[Saved data entries]

****************************************

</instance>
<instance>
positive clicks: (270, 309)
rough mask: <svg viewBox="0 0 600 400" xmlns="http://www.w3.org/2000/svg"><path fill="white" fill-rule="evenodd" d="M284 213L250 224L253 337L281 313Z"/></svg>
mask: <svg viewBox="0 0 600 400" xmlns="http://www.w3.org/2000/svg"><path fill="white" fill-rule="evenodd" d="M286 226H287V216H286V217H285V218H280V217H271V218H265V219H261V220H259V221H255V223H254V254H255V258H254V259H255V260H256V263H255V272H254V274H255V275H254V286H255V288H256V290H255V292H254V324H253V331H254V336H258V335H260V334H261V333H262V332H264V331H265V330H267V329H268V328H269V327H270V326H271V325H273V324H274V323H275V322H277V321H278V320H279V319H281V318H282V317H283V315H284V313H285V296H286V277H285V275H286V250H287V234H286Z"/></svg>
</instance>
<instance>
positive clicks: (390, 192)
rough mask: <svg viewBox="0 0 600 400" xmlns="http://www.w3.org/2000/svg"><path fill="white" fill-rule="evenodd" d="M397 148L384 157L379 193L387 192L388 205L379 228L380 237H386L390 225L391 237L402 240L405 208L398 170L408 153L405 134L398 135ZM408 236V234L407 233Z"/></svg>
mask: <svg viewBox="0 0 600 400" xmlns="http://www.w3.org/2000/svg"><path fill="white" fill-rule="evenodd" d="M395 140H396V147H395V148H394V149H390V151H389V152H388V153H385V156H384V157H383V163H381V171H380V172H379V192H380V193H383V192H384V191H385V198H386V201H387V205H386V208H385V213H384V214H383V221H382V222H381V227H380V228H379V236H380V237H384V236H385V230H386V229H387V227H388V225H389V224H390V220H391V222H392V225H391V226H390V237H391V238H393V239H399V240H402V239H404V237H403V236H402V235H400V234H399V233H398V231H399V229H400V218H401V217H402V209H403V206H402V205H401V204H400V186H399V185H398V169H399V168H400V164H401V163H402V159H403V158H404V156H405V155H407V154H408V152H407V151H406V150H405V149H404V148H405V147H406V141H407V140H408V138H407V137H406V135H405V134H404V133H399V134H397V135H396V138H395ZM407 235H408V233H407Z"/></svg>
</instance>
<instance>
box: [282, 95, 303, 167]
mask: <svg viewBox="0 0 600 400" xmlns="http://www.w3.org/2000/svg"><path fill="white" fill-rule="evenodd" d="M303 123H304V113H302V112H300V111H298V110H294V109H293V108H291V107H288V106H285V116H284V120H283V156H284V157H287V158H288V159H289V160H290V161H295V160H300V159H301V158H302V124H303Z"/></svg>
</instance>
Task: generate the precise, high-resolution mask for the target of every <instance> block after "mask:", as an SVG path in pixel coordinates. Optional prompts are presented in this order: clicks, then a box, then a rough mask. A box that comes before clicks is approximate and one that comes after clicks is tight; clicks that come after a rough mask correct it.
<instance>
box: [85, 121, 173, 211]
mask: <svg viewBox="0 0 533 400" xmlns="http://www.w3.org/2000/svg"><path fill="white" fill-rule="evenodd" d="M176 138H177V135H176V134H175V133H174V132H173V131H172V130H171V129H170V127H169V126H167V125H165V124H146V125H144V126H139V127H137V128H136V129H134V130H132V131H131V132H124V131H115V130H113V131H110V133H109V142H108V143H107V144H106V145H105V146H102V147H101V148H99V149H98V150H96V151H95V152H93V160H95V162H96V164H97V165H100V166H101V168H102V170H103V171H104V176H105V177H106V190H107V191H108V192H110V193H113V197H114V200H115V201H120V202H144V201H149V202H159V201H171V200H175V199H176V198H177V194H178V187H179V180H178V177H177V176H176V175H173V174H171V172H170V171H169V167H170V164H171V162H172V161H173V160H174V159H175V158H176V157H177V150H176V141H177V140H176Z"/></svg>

****************************************

> Work instruction
Repeat every line of the listing above without any changes.

> Final answer
</instance>
<instance>
positive clicks: (270, 309)
rough mask: <svg viewBox="0 0 600 400" xmlns="http://www.w3.org/2000/svg"><path fill="white" fill-rule="evenodd" d="M284 213L250 224L253 337L281 313Z"/></svg>
mask: <svg viewBox="0 0 600 400" xmlns="http://www.w3.org/2000/svg"><path fill="white" fill-rule="evenodd" d="M286 226H287V216H286V217H285V218H280V217H271V218H265V219H261V220H259V221H255V223H254V254H255V258H254V259H255V260H256V263H255V272H254V274H255V275H254V286H255V288H256V290H255V292H254V324H253V331H254V336H258V335H260V334H261V333H262V332H264V331H265V330H267V329H268V328H269V327H270V326H271V325H273V324H274V323H275V322H277V321H278V320H279V319H281V318H282V317H283V315H284V313H285V296H286V277H285V275H286V250H287V234H286Z"/></svg>
</instance>
<instance>
positive clicks: (390, 192)
rough mask: <svg viewBox="0 0 600 400" xmlns="http://www.w3.org/2000/svg"><path fill="white" fill-rule="evenodd" d="M397 148L384 157L379 193L387 192L388 205L379 228L380 237H386L390 225L391 237L402 240L405 208L398 170L408 153L405 134L398 135ZM408 236V234L407 233Z"/></svg>
mask: <svg viewBox="0 0 600 400" xmlns="http://www.w3.org/2000/svg"><path fill="white" fill-rule="evenodd" d="M395 140H396V147H395V148H394V149H390V151H389V152H388V153H385V156H384V157H383V163H381V171H380V172H379V192H380V193H383V192H384V191H385V198H386V201H387V205H386V208H385V213H384V214H383V221H382V222H381V227H380V228H379V236H380V237H384V236H385V230H386V229H387V227H388V225H389V224H390V220H391V222H392V225H391V226H390V237H391V238H393V239H399V240H402V239H404V237H403V236H402V235H400V234H399V233H398V231H399V229H400V218H401V217H402V209H403V206H402V205H401V204H400V186H399V185H398V169H399V168H400V164H401V163H402V159H403V158H404V156H405V155H407V154H408V152H407V151H406V150H405V149H404V148H405V147H406V141H407V140H408V138H407V137H406V135H405V134H404V133H399V134H397V135H396V138H395ZM407 235H408V233H407Z"/></svg>
</instance>
<instance>
box: [282, 95, 303, 167]
mask: <svg viewBox="0 0 600 400" xmlns="http://www.w3.org/2000/svg"><path fill="white" fill-rule="evenodd" d="M303 123H304V113H302V112H300V111H298V110H294V109H293V108H291V107H288V106H285V116H284V120H283V156H284V157H287V158H288V159H289V160H290V161H295V160H300V159H301V158H302V124H303Z"/></svg>
</instance>
Task: generate the precise, high-resolution mask for the target of every <instance> block after "mask:", as an SVG path in pixel coordinates. Optional prompts are presented in this order: clicks, then a box, then a rough mask. A box that comes before clicks is approximate and one that comes after clicks is tight; clicks that come after a rough mask correct it.
<instance>
box: [85, 121, 173, 211]
mask: <svg viewBox="0 0 533 400" xmlns="http://www.w3.org/2000/svg"><path fill="white" fill-rule="evenodd" d="M176 138H177V135H176V134H175V133H174V132H173V131H172V130H171V129H170V127H169V126H167V125H165V124H146V125H144V126H139V127H137V128H136V129H134V130H132V131H131V132H124V131H115V130H113V131H110V133H109V142H108V143H107V144H106V145H105V146H102V147H101V148H99V149H98V150H96V151H95V152H93V160H95V162H96V164H97V165H100V166H101V168H102V170H103V171H104V176H105V177H106V190H107V191H108V192H110V193H113V197H114V200H115V201H120V202H144V201H149V202H159V201H171V200H175V199H176V198H177V194H178V187H179V180H178V177H177V176H176V175H173V174H171V172H170V171H169V167H170V164H171V162H172V161H173V160H174V159H175V158H176V157H177V150H176V141H177V140H176Z"/></svg>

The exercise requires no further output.